# What to produce
An exact copy of every entry is what's needed, so please transcribe them all.
=== Section Start ===
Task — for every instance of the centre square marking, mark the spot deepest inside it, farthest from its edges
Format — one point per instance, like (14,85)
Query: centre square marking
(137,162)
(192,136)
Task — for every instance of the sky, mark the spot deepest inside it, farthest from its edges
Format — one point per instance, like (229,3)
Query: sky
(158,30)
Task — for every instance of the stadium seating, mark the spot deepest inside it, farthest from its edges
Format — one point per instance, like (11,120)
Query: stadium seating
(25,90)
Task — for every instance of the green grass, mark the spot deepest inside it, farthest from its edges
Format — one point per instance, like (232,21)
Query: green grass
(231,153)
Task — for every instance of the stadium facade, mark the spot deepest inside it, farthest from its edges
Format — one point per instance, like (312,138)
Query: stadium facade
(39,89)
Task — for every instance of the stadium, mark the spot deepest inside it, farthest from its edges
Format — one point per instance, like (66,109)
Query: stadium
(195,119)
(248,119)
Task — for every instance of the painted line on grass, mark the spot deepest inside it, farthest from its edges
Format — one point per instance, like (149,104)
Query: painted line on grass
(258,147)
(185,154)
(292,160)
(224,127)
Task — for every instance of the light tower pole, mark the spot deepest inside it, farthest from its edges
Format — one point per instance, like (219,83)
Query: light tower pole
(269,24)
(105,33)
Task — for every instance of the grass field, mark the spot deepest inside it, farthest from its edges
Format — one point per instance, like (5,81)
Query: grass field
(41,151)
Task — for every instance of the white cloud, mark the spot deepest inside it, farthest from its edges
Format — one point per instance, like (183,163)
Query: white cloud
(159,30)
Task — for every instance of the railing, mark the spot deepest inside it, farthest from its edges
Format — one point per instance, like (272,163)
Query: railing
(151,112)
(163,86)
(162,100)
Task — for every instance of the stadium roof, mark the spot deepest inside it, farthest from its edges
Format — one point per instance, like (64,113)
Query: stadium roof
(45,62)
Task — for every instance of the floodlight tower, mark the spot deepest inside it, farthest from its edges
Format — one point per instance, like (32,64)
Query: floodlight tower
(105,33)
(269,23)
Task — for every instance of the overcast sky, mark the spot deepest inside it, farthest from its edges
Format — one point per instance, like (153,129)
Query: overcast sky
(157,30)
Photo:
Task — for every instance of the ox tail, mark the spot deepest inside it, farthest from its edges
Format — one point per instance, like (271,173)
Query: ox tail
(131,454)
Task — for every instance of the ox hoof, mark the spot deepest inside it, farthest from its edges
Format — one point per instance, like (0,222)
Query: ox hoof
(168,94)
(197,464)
=== Section End ===
# Output for this exercise
Task — for every instance of the centre square marking, mark the spot deepest inside it, farthest from its edges
Format — one point per instance, like (14,85)
Query: centre square marking
(137,162)
(192,136)
Task — for every instance of the sky, mark the spot deepest inside it, farthest from its edges
Format — one point per instance, like (229,3)
Query: sky
(158,30)
Task — for every instance of the stadium seating, mark the spot deepest inside it, farthest from its edges
Format — one point per instance, like (11,120)
Query: stadium seating
(25,90)
Task — for every instance of the green grass, mark the spot deepest inside it, farthest from its edges
Format — one point per instance, like (232,21)
Query: green grass
(231,153)
Task — for every instance of the stadium facade, mark the spot deepest inside it, farthest from its edges
Format — one point per instance, like (312,138)
Query: stadium facade
(39,89)
Task — for every instance of the stadium, mark the spot deepest inside it, farthest from its edges
Format — one point per instance, like (66,109)
Query: stadium
(195,119)
(248,119)
Task — for every instance of the painted line on grass, mark the spot deepest inside it, farthest from its edges
Format — one point per instance, like (149,104)
Query: painted line on grass
(258,147)
(185,154)
(292,160)
(224,127)
Task — for every instance of the light tower pole, mark the spot deepest inside it, farthest from its edges
Format — one point per instance, like (219,83)
Query: light tower pole
(269,24)
(105,33)
Task — for every instance of the grass field, mark the spot deepest inside it, farthest from its edges
Format — one point per instance, like (5,81)
Query: grass field
(41,151)
Task — for every instance of the white cloud, mark the spot deepest inside it, farthest from its edges
Format — one point per instance, like (183,163)
Query: white cloud
(159,30)
Task — for every instance of the railing, mark the spot deepest inside it, farthest from its edges
Format — one point per instance, like (272,163)
Query: railing
(151,112)
(163,86)
(162,100)
Task — for every instance of the stadium roof, mark the spot deepest inside it, farthest from its edges
Format — one point per instance, like (64,113)
Query: stadium roof
(45,62)
Task — for every instance of the floodlight tower, mark the spot deepest inside it, farthest from its edges
Format — one point per instance, like (32,64)
Query: floodlight tower
(105,33)
(269,23)
Task — for every instance of the overcast sky, mark the spot deepest inside it, farthest from its edges
Format — one point per instance, like (153,129)
Query: overcast sky
(157,30)
Photo:
Task — for every instance of the ox tail, mark the spot deepest inside it, farthest from its edges
Format — one point per instance, like (271,173)
Query: ox tail
(131,454)
Task — for every instance of the ox hoof, mark the spot deepest inside it, farthest from its edges
Format — one point per instance, like (0,222)
Query: ox hoof
(168,94)
(197,464)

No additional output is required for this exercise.